━━━━━ Task data
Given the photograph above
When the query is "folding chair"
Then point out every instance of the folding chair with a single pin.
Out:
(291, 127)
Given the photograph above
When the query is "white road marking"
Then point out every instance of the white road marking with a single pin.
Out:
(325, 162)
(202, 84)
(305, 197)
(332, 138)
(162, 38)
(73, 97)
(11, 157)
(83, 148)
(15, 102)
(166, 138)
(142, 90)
━━━━━━━━━━
◆ Instructions for the task: Collect from the data above every line that includes "folding".

◆ Exercise result:
When the query is "folding chair"
Then point out every instance of the folding chair with a single pin.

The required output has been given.